-- Problem statement --
Rewrite all the items below with "Show each one" changed to "Mark each one" and everything else left as it is. Leave the pictures out of your answer.

-- Records for the exercise --
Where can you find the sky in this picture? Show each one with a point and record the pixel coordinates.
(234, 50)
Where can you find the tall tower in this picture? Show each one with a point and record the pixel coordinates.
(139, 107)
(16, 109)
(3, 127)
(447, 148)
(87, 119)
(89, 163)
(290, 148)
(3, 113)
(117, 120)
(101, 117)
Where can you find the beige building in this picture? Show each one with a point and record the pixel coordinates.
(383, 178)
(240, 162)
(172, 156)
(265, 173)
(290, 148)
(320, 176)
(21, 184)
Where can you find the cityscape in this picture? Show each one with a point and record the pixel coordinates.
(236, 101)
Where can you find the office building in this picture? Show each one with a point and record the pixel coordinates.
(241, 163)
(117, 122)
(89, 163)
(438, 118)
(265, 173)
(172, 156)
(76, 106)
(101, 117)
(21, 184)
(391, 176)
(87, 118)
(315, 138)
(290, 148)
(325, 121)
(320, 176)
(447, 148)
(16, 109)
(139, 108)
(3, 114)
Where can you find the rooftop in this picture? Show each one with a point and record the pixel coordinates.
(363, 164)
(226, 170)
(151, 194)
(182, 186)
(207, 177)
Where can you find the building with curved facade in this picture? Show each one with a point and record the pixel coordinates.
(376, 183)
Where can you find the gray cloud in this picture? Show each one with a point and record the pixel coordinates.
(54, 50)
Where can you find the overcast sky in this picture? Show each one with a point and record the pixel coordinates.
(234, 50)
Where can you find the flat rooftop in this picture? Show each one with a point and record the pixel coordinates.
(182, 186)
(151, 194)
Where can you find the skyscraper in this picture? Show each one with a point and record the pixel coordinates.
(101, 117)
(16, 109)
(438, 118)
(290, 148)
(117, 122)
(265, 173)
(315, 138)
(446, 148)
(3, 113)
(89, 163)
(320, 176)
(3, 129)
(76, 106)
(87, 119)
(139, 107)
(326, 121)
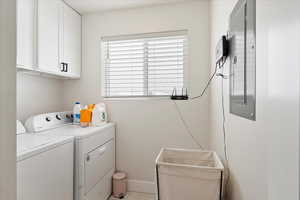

-- Right answer --
Where can you find the sky in this picture? Mark each one with a point and record the pixel coordinates.
(234, 50)
Where can you find the tall tower in this picture? Mark each one with a point and record the pixel coordinates.
(139, 107)
(16, 109)
(3, 127)
(447, 148)
(87, 119)
(89, 163)
(290, 148)
(3, 113)
(117, 120)
(101, 117)
Where can you find the beige building in this picture? Mark each one with a point and record the pixel coordinates.
(383, 178)
(240, 162)
(172, 156)
(265, 173)
(290, 148)
(320, 176)
(21, 184)
Where can you find the cityscape in this picture? Mark each one with a point and record the pixel coordinates.
(236, 101)
Where can you find the office building in this picture? Mark each one with a point and record the pixel coordinates.
(241, 163)
(117, 122)
(89, 163)
(438, 118)
(265, 173)
(172, 156)
(76, 106)
(101, 117)
(21, 184)
(391, 176)
(87, 118)
(315, 138)
(290, 148)
(325, 121)
(320, 176)
(447, 148)
(16, 109)
(139, 108)
(3, 114)
Where can you find the rooftop in this picture? Mark each one with a point and record the pixel coordinates.
(363, 164)
(226, 170)
(151, 194)
(182, 186)
(207, 177)
Where can you find the building with curved facade in this picture? Mark each one with a point and record the pixel coordinates.
(376, 183)
Where can you find the gray cloud in this picture? Mark each one with a point and record the pixel coordinates.
(54, 50)
Where can you find the overcast sky in this picture? Mark each one with a point and record the pixel coordinates.
(234, 50)
Where can you find the flat rooftop in this picture? Mark each one with a point and record the pixel coordinates.
(182, 186)
(151, 194)
Where can you find the skyscraper in this picture? Mark each one with a point and record the pixel coordinates.
(101, 117)
(16, 109)
(438, 118)
(290, 148)
(117, 122)
(265, 173)
(315, 138)
(446, 148)
(3, 113)
(89, 163)
(320, 176)
(3, 129)
(76, 106)
(87, 119)
(139, 107)
(326, 121)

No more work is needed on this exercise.